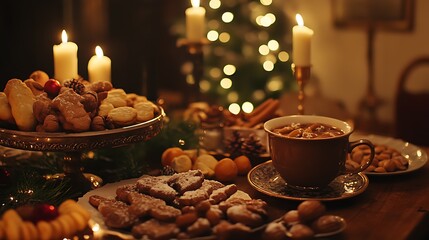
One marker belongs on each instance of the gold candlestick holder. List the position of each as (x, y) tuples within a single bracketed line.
[(302, 75), (195, 50)]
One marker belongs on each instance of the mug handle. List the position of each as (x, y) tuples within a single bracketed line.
[(359, 142)]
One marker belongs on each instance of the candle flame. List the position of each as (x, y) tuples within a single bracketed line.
[(195, 3), (299, 19), (98, 51), (64, 36)]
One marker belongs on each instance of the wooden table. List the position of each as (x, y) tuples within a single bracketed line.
[(392, 207)]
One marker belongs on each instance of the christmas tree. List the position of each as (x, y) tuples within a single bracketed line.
[(247, 59)]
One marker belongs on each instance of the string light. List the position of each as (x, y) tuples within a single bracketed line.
[(229, 69), (224, 37), (232, 96), (227, 17), (234, 108), (247, 107), (275, 84), (226, 83), (212, 35), (205, 86), (215, 73), (258, 95), (283, 56), (264, 50), (273, 45), (268, 66), (214, 4), (266, 2)]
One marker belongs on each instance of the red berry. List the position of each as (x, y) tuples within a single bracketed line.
[(52, 87), (45, 212)]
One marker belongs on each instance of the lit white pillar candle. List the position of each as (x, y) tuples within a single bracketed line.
[(99, 66), (65, 59), (195, 21), (301, 43)]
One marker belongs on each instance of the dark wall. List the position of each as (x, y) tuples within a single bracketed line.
[(135, 34)]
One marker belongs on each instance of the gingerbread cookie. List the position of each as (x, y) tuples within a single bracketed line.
[(154, 229), (5, 111), (73, 116), (21, 101), (123, 116), (34, 86), (145, 111)]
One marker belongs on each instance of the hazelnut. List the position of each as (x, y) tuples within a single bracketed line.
[(310, 210), (40, 76), (327, 223), (275, 231), (291, 217), (301, 231)]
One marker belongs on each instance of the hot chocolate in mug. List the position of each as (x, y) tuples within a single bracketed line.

◆ EXERCISE
Put the material from the line containing "One marker belongs on each instance of the dark" through the line containing "[(135, 34)]" into a Markdown table with the columns No. and Text. Give each non-blank line its own numbered row.

◆ SOLUTION FOR THIS PROBLEM
| No. | Text |
|---|---|
| 1 | One marker belongs on each instance of the dark wall. List the position of each as (x, y) tuples within a single bracketed line. |
| 2 | [(135, 34)] |